HOW TO COMPLETE THIS TASK:
Write down exactly the lines of the records below, beginning with the first and ending with the line that includes "Target: small woven basket".

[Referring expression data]
☆ ☆ ☆ ☆
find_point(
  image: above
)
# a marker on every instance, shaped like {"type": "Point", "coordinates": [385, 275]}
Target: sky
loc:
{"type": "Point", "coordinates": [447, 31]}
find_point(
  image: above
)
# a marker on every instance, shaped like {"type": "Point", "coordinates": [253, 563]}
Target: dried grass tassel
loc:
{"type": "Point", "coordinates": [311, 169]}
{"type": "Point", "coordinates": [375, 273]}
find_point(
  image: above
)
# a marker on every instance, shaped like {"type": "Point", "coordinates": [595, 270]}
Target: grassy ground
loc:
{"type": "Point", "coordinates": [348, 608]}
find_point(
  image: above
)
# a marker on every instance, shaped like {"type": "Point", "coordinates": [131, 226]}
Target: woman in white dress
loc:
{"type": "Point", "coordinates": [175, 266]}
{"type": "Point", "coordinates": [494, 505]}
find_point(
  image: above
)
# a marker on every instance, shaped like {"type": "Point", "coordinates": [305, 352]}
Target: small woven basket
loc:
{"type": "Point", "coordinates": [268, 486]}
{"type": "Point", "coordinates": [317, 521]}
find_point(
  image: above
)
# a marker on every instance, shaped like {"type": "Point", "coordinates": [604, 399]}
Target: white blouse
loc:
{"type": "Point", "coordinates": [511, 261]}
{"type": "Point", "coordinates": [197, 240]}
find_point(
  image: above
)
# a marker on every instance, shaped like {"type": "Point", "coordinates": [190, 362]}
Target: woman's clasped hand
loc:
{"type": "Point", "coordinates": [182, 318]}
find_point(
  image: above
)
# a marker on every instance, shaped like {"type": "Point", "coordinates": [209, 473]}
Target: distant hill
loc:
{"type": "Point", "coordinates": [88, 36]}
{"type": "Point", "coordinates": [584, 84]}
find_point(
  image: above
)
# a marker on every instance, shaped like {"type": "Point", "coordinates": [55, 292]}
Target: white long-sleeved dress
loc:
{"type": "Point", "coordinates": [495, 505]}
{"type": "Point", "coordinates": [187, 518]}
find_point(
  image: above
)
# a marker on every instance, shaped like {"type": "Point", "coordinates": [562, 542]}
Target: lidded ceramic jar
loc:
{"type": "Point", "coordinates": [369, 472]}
☆ ☆ ☆ ☆
SOLVED PROBLEM:
find_point(
  image: above
)
# a marker on every instance, shaped like {"type": "Point", "coordinates": [385, 275]}
Target: sky
loc:
{"type": "Point", "coordinates": [447, 31]}
find_point(
  image: above
)
# a marker on every instance, shaped like {"type": "Point", "coordinates": [253, 563]}
Target: dried grass tassel
loc:
{"type": "Point", "coordinates": [311, 169]}
{"type": "Point", "coordinates": [375, 273]}
find_point(
  image: above
)
# a marker on every instance, shaped like {"type": "Point", "coordinates": [595, 270]}
Target: grassy ground
loc:
{"type": "Point", "coordinates": [348, 608]}
find_point(
  image: above
)
# a marker on every instance, shaped like {"type": "Point", "coordinates": [131, 226]}
Target: woman in white dress
loc:
{"type": "Point", "coordinates": [175, 266]}
{"type": "Point", "coordinates": [494, 505]}
find_point(
  image: above
)
# a marker on every instance, shaped like {"type": "Point", "coordinates": [305, 352]}
Target: small woven basket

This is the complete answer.